**THE PROBLEM**
Rescale the rows below by writing out every line again, including each "Query:" line, with every bounding-box coordinate in the answers multiplied by 1.25 and rounded to a whole number, halves rounded up. Leave the pictures out of your answer.

**INPUT FOR THIS TASK**
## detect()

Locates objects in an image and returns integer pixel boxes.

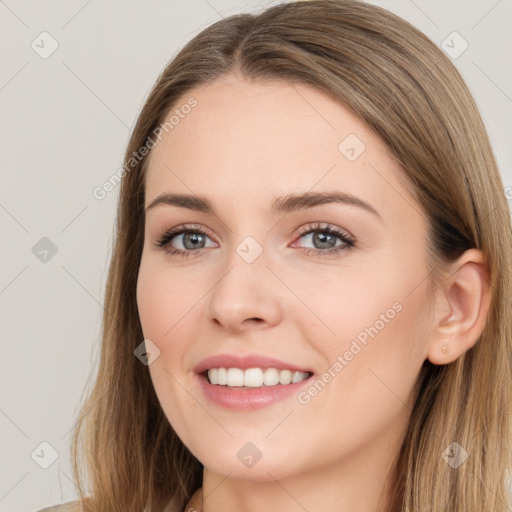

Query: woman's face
[137,76,431,480]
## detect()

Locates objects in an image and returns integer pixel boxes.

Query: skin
[137,74,489,512]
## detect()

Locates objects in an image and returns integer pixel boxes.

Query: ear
[427,249,491,365]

**FINAL ANSWER**
## detect()

Locates objects in an image and returns integer pixel boxes.


Query: woman's face
[171,95,539,600]
## detect()

Locates objects in an image and returns integer pixel boxes.

Query: skin
[171,93,611,640]
## detect()

Locates objects in an image and returns integer pixel boxes.

Query: ear
[534,311,614,456]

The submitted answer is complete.